▶ [What you will do]
Copy nothing but the text: repeat each entry exactly and drop the images.

▶ [Exercise inputs]

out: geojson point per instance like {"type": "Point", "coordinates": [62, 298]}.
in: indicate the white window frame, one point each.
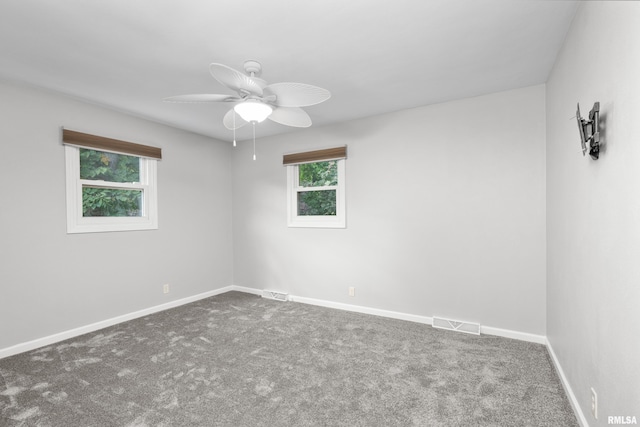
{"type": "Point", "coordinates": [76, 223]}
{"type": "Point", "coordinates": [316, 221]}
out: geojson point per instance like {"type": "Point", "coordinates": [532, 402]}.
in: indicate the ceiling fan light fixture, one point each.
{"type": "Point", "coordinates": [253, 111]}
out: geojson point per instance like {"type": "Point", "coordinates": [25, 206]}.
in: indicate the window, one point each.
{"type": "Point", "coordinates": [315, 187]}
{"type": "Point", "coordinates": [111, 185]}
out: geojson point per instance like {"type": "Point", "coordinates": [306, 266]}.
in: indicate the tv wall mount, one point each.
{"type": "Point", "coordinates": [590, 131]}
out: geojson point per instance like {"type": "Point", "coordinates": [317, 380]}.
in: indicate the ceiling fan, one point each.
{"type": "Point", "coordinates": [255, 100]}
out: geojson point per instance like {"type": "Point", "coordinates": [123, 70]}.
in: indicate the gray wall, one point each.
{"type": "Point", "coordinates": [593, 219]}
{"type": "Point", "coordinates": [445, 214]}
{"type": "Point", "coordinates": [50, 281]}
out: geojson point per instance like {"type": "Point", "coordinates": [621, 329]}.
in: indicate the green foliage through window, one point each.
{"type": "Point", "coordinates": [318, 174]}
{"type": "Point", "coordinates": [317, 202]}
{"type": "Point", "coordinates": [314, 175]}
{"type": "Point", "coordinates": [110, 167]}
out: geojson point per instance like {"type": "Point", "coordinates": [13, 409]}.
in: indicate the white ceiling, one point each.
{"type": "Point", "coordinates": [374, 56]}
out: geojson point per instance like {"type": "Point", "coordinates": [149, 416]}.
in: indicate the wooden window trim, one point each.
{"type": "Point", "coordinates": [335, 153]}
{"type": "Point", "coordinates": [85, 140]}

▶ [Exercise output]
out: geojson point per instance like {"type": "Point", "coordinates": [62, 298]}.
in: indicate the white window frame, one point each.
{"type": "Point", "coordinates": [76, 223]}
{"type": "Point", "coordinates": [316, 221]}
out: geojson point per instance like {"type": "Point", "coordinates": [532, 402]}.
in: indicate the ceiling fan light fixture, one point each.
{"type": "Point", "coordinates": [253, 111]}
out: geojson point per instance like {"type": "Point", "coordinates": [25, 206]}.
in: indicate the window, one point each.
{"type": "Point", "coordinates": [315, 187]}
{"type": "Point", "coordinates": [111, 185]}
out: geojson point per instance like {"type": "Point", "coordinates": [306, 266]}.
in: indicate the tv wall mount, one point each.
{"type": "Point", "coordinates": [590, 131]}
out: geojson point per instance like {"type": "Point", "coordinates": [317, 380]}.
in: indicate the ceiling fan, one point each.
{"type": "Point", "coordinates": [255, 100]}
out: geojson point per instance like {"type": "Point", "coordinates": [123, 70]}.
in: indicate the gray wall, one point each.
{"type": "Point", "coordinates": [593, 219]}
{"type": "Point", "coordinates": [445, 214]}
{"type": "Point", "coordinates": [50, 281]}
out: geojson point per instance like {"type": "Point", "coordinates": [621, 329]}.
in: indicate the green foliage through window, one point each.
{"type": "Point", "coordinates": [318, 174]}
{"type": "Point", "coordinates": [317, 202]}
{"type": "Point", "coordinates": [314, 175]}
{"type": "Point", "coordinates": [110, 167]}
out: geojson point per instance like {"type": "Point", "coordinates": [13, 409]}.
in: indicate the white ceiling, one point each.
{"type": "Point", "coordinates": [374, 56]}
out: geojson point per instance like {"type": "Point", "coordinates": [149, 416]}.
in: indicate the wooden window trim, one point each.
{"type": "Point", "coordinates": [335, 153]}
{"type": "Point", "coordinates": [85, 140]}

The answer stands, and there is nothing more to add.